▸ **EXERCISE INSTRUCTIONS**: Pick out each line in the rows below that contains the word "green", matching its case.
* Begin ITEMS *
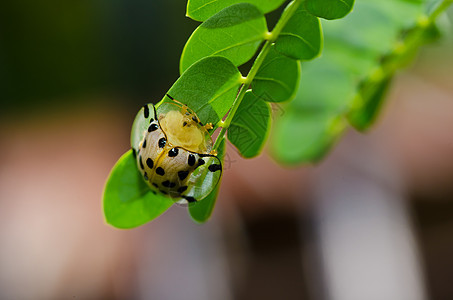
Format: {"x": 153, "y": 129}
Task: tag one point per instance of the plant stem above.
{"x": 271, "y": 37}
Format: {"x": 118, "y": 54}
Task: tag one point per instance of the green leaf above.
{"x": 303, "y": 137}
{"x": 202, "y": 210}
{"x": 250, "y": 125}
{"x": 371, "y": 101}
{"x": 301, "y": 38}
{"x": 277, "y": 79}
{"x": 128, "y": 201}
{"x": 208, "y": 87}
{"x": 200, "y": 10}
{"x": 235, "y": 33}
{"x": 329, "y": 9}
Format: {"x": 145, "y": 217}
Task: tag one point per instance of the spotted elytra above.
{"x": 174, "y": 152}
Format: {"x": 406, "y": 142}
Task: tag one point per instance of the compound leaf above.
{"x": 301, "y": 38}
{"x": 329, "y": 9}
{"x": 208, "y": 87}
{"x": 277, "y": 79}
{"x": 250, "y": 125}
{"x": 235, "y": 33}
{"x": 201, "y": 10}
{"x": 127, "y": 201}
{"x": 201, "y": 211}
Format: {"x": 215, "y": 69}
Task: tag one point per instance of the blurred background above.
{"x": 374, "y": 220}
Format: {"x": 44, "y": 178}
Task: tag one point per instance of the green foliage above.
{"x": 301, "y": 38}
{"x": 201, "y": 211}
{"x": 346, "y": 84}
{"x": 208, "y": 91}
{"x": 201, "y": 10}
{"x": 250, "y": 125}
{"x": 329, "y": 9}
{"x": 349, "y": 81}
{"x": 235, "y": 33}
{"x": 128, "y": 202}
{"x": 277, "y": 79}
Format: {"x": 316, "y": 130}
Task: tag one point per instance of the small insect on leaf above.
{"x": 174, "y": 152}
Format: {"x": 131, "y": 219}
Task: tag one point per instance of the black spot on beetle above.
{"x": 141, "y": 162}
{"x": 153, "y": 127}
{"x": 173, "y": 152}
{"x": 168, "y": 184}
{"x": 162, "y": 142}
{"x": 183, "y": 174}
{"x": 191, "y": 160}
{"x": 182, "y": 189}
{"x": 149, "y": 163}
{"x": 160, "y": 171}
{"x": 214, "y": 167}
* End ITEMS *
▸ **FINAL RESULT**:
Task: tag one point per instance of the green leaf above.
Task: tag one point per instance of the green foliage above.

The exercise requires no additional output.